--- Text ---
The Superschool (part 3)

Arghya Banerjee
4 min readDec 3, 2018

(This was a story about the school, and the class I took, that I started writing in 2014–15, intending to publish as a book. With so many other pressing work claiming my time, this was never completed. But I thought I will put up the unfinished work anyway, a bit of it everyday, for our students to read. This is the third instalment of the story)

We are nearing the yearly ASSET test. We put our children through this test every year to benchmark their performance compared to the rest of the country. This is similar to the standardized tests that are quite common in US or other developed countries. In India, the concept is fairly new — ASSET is just 10 years old. But looking at their success, several new wannabe players sprouted up, offering ‘cheap’ assessment services to schools. The schools themselves of course know no better to assess the assessment services.

ASSET checks a student’s basic skills — ability to read, ability to apply common sense to solve problems. The other assessment services have memory based questions that test knowledge. But most schools are not enlightened enough to differentiate between the two approaches. They get swayed by fancy names. Some of the tests have an ‘Olympiad’ or ‘International’ inserted in their names. Obviously, something that is of ‘international’ standard cannot be bad, right?

Naming is a big scam, particularly in the domain of education. There are international schools which have neither any international student, nor international teaching methods. There are schools which exploit the names of famous people of the past, like Tagore. Tagore would be turning in his grave if he could see what kind of education most of those schools impart. There are schools which use the name of Rishi Aurobindo, or Swami Vivekananda. If you run out of ideas, put a saint before an English sounding name. St John’s School, St Francis’ School, St Paul’s School. Something with such a name must be providing quality English medium education, parents think.

--- Request ---
Please write out the school essay in full, word for word. Work only from the school essay.

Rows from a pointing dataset
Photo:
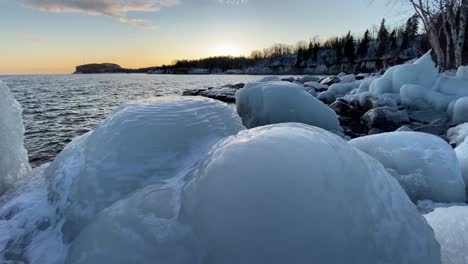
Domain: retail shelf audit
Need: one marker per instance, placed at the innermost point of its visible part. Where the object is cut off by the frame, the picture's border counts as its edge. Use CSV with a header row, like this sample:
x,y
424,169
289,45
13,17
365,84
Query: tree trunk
x,y
460,41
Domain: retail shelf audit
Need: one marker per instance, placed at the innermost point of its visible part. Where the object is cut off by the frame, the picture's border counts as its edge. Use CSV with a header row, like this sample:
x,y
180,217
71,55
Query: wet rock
x,y
330,80
386,119
327,97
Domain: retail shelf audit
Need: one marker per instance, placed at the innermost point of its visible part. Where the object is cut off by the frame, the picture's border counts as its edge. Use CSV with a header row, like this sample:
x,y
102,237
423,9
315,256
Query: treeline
x,y
381,43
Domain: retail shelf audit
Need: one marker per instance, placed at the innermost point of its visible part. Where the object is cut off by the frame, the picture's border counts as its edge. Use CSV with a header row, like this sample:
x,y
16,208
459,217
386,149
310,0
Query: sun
x,y
226,50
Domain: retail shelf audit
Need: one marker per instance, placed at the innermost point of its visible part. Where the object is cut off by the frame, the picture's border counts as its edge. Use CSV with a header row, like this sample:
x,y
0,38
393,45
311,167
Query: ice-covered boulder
x,y
451,231
295,193
425,165
140,229
348,78
460,111
141,143
327,97
458,134
385,118
462,73
316,86
261,104
14,163
422,72
270,79
343,88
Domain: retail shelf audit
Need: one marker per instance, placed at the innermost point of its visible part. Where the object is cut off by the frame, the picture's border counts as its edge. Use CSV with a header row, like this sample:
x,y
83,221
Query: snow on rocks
x,y
273,186
386,119
260,104
14,163
450,226
141,143
460,111
425,165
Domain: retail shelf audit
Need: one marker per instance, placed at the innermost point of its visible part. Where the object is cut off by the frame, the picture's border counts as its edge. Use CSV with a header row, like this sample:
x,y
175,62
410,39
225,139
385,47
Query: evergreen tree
x,y
382,37
349,47
364,45
392,40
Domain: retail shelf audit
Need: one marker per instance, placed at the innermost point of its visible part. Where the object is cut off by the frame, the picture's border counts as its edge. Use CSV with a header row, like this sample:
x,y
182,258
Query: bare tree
x,y
428,11
454,22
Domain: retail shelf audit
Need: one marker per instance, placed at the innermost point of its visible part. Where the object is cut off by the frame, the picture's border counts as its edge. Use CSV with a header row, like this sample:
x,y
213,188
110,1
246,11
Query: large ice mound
x,y
425,165
264,103
140,229
140,144
451,231
14,162
295,193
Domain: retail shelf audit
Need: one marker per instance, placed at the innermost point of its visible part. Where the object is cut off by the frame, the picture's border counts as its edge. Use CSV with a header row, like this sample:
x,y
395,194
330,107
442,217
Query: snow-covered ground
x,y
181,180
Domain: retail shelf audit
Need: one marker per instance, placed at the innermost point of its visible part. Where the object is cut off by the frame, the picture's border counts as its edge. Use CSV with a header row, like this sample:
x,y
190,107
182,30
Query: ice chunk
x,y
343,88
141,143
451,231
140,229
460,111
462,156
14,162
425,165
462,73
280,102
348,78
270,79
458,134
422,72
295,192
29,228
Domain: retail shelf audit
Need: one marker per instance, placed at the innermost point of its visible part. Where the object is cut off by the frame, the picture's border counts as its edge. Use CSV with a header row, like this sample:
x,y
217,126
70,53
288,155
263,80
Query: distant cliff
x,y
99,68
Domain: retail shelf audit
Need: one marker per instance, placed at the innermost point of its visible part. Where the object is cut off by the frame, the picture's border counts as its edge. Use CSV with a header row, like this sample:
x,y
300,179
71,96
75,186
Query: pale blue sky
x,y
52,36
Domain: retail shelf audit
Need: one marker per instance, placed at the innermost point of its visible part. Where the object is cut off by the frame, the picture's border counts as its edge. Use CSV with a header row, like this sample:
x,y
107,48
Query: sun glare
x,y
226,50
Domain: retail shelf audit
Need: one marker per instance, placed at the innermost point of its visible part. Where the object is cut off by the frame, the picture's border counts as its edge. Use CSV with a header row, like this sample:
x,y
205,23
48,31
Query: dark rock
x,y
327,97
386,119
330,80
428,116
342,107
99,68
225,93
375,131
289,79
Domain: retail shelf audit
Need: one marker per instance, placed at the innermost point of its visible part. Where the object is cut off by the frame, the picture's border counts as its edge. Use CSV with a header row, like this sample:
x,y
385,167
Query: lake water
x,y
57,108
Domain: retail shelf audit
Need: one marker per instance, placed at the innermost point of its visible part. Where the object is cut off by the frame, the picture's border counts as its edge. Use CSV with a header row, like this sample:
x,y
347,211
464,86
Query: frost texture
x,y
425,165
451,231
295,193
261,104
140,229
140,144
14,163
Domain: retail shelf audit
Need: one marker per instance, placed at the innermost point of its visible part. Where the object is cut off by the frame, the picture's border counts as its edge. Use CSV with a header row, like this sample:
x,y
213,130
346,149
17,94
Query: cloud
x,y
29,37
233,2
117,9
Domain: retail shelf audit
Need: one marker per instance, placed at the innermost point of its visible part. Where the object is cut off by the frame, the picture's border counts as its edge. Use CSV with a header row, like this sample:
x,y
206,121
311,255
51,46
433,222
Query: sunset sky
x,y
53,36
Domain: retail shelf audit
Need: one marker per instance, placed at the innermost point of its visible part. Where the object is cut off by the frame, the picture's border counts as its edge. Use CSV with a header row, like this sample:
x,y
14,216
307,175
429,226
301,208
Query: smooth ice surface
x,y
451,231
425,165
261,104
462,155
141,143
462,73
14,162
293,193
458,134
29,229
140,229
422,72
460,110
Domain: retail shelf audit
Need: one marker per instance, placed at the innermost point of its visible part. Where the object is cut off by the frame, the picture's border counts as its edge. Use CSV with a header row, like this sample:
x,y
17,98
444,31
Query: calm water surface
x,y
57,108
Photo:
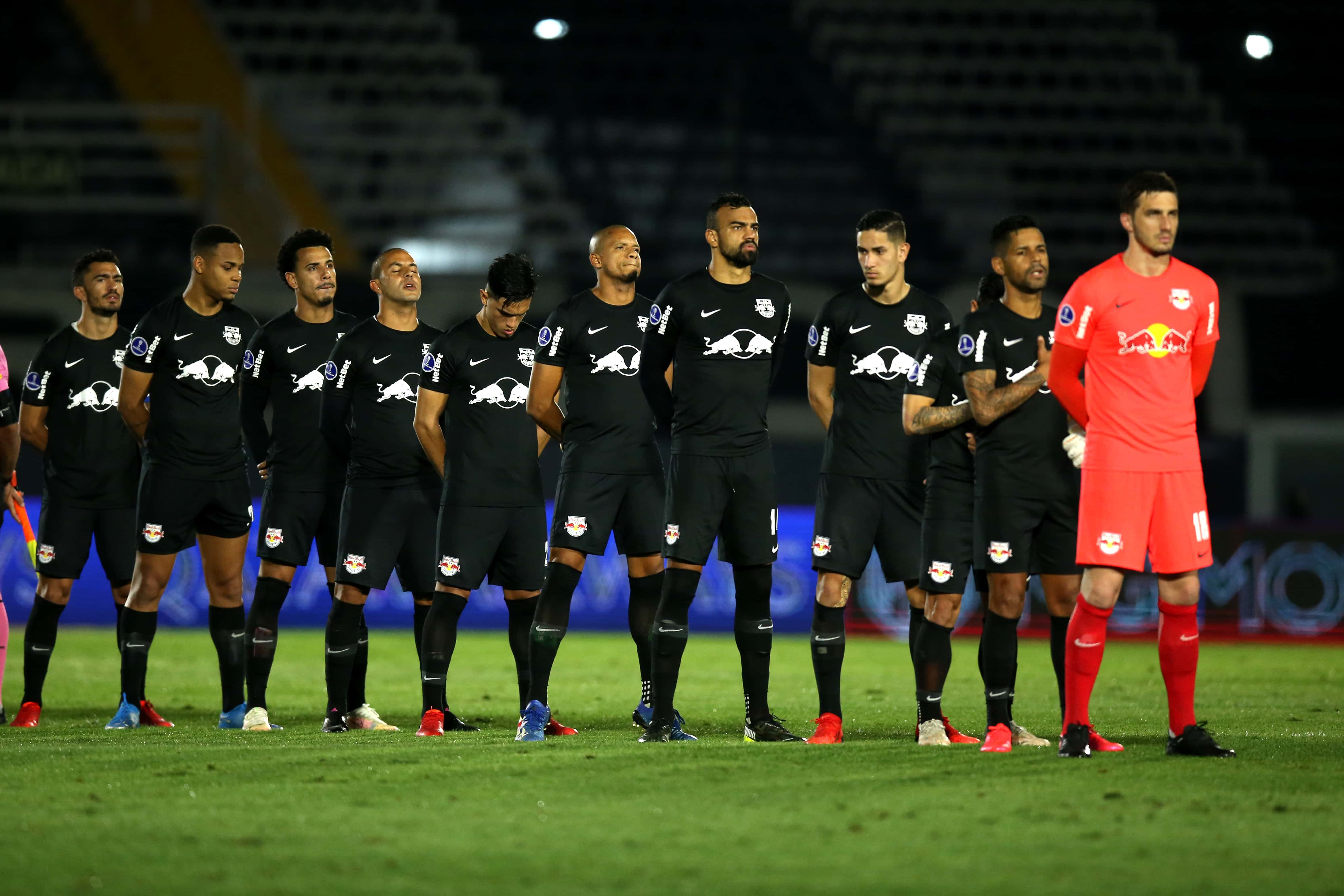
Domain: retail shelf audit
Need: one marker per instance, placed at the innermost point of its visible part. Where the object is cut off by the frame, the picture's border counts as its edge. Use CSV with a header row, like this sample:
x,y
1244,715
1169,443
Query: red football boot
x,y
432,725
998,739
956,737
150,716
830,730
30,715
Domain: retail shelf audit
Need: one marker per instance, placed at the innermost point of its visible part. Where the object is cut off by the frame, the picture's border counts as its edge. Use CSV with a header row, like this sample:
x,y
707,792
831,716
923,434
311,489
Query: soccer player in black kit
x,y
392,491
722,327
612,473
92,465
189,352
936,406
1026,485
492,516
285,367
861,350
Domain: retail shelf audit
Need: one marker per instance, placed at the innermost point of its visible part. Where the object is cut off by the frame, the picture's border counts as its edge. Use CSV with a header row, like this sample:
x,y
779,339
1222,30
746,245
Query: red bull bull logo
x,y
1155,340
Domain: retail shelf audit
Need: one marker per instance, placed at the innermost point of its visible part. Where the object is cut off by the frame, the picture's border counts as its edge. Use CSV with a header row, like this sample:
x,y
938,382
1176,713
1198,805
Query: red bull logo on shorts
x,y
1155,340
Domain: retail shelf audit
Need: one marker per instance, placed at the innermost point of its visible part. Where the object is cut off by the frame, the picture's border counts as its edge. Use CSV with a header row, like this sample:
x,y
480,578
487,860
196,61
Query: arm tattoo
x,y
990,403
936,420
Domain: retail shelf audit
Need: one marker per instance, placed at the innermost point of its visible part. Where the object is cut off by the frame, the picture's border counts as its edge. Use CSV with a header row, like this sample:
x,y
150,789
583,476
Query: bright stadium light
x,y
1257,46
552,29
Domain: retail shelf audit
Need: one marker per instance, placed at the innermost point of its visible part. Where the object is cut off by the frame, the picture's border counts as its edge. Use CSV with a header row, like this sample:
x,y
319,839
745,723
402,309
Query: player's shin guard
x,y
521,614
440,640
549,626
933,660
139,634
667,640
753,629
1082,659
1178,653
261,632
828,656
228,629
999,643
342,645
39,640
644,606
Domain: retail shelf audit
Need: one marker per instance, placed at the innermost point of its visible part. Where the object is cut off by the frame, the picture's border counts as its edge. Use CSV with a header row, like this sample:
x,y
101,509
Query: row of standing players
x,y
441,433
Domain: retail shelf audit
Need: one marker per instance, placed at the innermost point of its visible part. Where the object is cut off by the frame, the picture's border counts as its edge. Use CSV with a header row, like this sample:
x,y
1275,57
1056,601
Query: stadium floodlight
x,y
552,29
1257,46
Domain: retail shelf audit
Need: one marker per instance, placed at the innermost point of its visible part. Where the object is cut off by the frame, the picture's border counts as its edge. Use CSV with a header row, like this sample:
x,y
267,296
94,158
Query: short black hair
x,y
889,222
511,279
203,241
1006,229
89,260
1146,182
725,201
306,238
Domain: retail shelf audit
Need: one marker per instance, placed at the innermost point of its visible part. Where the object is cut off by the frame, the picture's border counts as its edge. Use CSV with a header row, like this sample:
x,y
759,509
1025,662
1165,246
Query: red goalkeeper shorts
x,y
1124,516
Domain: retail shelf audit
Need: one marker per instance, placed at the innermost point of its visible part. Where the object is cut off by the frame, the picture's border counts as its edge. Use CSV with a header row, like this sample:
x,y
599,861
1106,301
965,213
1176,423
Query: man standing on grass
x,y
190,352
284,367
724,327
1144,327
611,475
92,465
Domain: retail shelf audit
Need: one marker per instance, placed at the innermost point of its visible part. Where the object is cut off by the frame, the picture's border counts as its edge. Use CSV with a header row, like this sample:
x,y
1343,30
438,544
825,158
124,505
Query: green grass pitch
x,y
199,811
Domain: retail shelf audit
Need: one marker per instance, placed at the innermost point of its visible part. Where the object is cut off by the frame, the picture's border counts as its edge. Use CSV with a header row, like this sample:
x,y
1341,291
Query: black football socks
x,y
39,640
827,656
549,626
260,636
667,640
753,629
999,641
933,660
440,640
521,614
646,593
139,630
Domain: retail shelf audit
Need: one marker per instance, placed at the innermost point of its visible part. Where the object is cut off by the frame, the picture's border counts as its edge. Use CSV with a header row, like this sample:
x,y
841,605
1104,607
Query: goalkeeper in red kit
x,y
1143,326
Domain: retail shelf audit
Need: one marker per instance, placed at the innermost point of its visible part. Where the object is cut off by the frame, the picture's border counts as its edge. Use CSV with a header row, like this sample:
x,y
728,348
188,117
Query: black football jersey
x,y
726,342
92,457
285,367
1022,452
936,375
491,457
197,361
873,348
608,425
370,394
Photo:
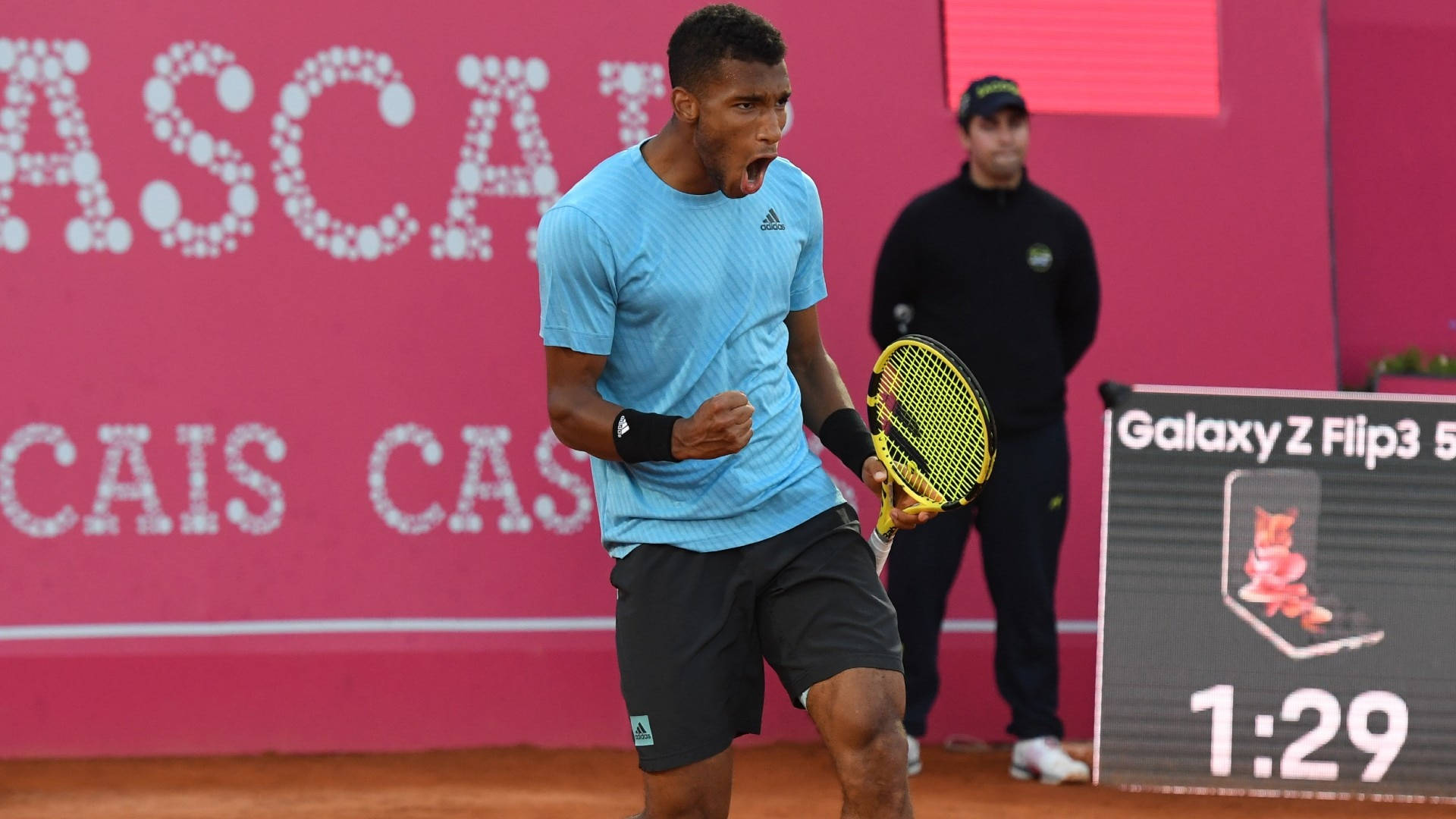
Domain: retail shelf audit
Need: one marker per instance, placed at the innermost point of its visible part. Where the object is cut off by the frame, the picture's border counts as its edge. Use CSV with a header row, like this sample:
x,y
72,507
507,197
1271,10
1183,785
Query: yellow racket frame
x,y
905,474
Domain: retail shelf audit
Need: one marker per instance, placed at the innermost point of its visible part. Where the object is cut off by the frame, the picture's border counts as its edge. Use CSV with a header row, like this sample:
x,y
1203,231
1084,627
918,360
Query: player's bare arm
x,y
823,392
582,420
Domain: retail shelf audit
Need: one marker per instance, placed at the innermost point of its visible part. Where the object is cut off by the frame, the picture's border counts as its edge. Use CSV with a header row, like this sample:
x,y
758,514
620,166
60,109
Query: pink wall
x,y
1394,169
1206,228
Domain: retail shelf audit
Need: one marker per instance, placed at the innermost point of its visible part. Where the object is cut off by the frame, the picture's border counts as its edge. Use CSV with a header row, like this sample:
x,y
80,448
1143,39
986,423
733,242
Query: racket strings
x,y
935,428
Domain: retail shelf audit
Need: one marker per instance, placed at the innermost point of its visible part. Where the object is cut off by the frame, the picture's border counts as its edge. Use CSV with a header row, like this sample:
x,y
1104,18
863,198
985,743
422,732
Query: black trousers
x,y
1021,518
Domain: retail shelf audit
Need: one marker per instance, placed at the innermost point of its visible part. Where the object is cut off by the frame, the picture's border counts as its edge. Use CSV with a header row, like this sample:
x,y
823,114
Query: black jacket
x,y
1003,278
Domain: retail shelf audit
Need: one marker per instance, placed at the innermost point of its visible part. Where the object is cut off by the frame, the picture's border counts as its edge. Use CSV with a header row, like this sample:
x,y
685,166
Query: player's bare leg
x,y
858,713
693,792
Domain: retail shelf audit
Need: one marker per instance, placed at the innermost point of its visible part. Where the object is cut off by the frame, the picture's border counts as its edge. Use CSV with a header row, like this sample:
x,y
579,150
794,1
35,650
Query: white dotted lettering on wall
x,y
632,85
199,519
126,441
545,506
161,203
500,85
473,488
50,66
397,107
64,453
430,452
251,479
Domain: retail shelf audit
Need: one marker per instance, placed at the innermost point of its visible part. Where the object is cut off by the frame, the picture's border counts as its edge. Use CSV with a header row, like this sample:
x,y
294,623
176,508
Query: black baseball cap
x,y
989,95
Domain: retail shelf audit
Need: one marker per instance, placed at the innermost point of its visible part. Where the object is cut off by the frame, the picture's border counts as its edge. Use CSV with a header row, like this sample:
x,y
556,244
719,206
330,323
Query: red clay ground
x,y
778,781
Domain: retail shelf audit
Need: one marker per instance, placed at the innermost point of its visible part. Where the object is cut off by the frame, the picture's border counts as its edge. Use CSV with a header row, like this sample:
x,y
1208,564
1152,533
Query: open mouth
x,y
753,175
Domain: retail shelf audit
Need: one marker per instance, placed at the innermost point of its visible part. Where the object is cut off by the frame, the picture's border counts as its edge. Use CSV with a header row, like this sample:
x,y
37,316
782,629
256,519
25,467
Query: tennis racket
x,y
932,428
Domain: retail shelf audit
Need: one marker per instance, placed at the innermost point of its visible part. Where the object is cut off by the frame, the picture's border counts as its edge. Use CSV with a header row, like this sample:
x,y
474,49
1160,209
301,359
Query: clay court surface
x,y
775,781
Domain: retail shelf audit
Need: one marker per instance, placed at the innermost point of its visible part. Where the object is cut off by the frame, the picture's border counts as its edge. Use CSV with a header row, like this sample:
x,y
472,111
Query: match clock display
x,y
1277,592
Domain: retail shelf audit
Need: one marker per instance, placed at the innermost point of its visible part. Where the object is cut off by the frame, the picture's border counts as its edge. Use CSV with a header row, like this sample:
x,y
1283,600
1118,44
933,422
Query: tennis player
x,y
679,284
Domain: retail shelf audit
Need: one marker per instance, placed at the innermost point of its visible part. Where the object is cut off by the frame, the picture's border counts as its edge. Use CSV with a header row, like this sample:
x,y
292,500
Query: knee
x,y
871,735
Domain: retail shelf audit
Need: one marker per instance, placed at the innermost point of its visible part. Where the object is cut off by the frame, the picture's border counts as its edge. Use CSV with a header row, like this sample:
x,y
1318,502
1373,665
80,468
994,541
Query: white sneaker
x,y
1044,760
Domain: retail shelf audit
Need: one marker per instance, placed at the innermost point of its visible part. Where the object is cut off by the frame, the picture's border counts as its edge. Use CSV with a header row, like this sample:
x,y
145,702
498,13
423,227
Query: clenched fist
x,y
721,426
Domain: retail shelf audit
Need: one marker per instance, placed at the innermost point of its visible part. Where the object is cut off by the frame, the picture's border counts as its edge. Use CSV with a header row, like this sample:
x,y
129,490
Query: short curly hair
x,y
720,33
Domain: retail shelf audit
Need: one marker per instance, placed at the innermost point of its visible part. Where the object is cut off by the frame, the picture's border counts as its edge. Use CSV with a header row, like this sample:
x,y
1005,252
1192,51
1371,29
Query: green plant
x,y
1414,362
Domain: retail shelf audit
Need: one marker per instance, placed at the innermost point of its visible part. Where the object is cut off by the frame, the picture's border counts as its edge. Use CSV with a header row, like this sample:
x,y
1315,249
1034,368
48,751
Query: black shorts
x,y
693,630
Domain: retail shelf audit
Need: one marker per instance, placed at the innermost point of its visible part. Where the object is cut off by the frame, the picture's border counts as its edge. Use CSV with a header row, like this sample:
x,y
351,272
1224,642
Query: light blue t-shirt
x,y
686,297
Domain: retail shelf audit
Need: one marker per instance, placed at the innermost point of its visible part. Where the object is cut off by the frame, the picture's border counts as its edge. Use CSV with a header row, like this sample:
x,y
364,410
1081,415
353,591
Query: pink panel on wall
x,y
1392,129
1152,57
398,379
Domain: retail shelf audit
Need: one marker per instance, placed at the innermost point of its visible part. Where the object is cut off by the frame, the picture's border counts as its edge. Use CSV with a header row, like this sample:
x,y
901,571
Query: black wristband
x,y
644,436
848,438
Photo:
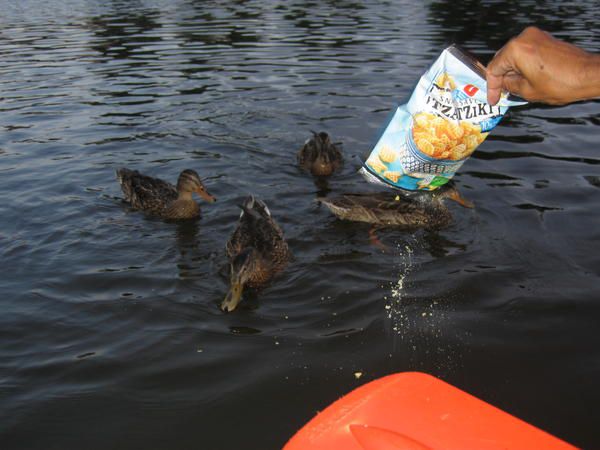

--- Written response ---
The Superschool (part 3)

Arghya Banerjee
4 min readDec 3, 2018

(This was a story about the school, and the class I took, that I started writing in 2014–15, intending to publish as a book. With so many other pressing work claiming my time, this was never completed. But I thought I will put up the unfinished work anyway, a bit of it everyday, for our students to read. This is the third instalment of the story)

We are nearing the yearly ASSET test. We put our children through this test every year to benchmark their performance compared to the rest of the country. This is similar to the standardized tests that are quite common in US or other developed countries. In India, the concept is fairly new — ASSET is just 10 years old. But looking at their success, several new wannabe players sprouted up, offering ‘cheap’ assessment services to schools. The schools themselves of course know no better to assess the assessment services.

ASSET checks a student’s basic skills — ability to read, ability to apply common sense to solve problems. The other assessment services have memory based questions that test knowledge. But most schools are not enlightened enough to differentiate between the two approaches. They get swayed by fancy names. Some of the tests have an ‘Olympiad’ or ‘International’ inserted in their names. Obviously, something that is of ‘international’ standard cannot be bad, right?

Naming is a big scam, particularly in the domain of education. There are international schools which have neither any international student, nor international teaching methods. There are schools which exploit the names of famous people of the past, like Tagore. Tagore would be turning in his grave if he could see what kind of education most of those schools impart. There are schools which use the name of Rishi Aurobindo, or Swami Vivekananda. If you run out of ideas, put a saint before an English sounding name. St John’s School, St Francis’ School, St Paul’s School. Something with such a name must be providing quality English medium education, parents think.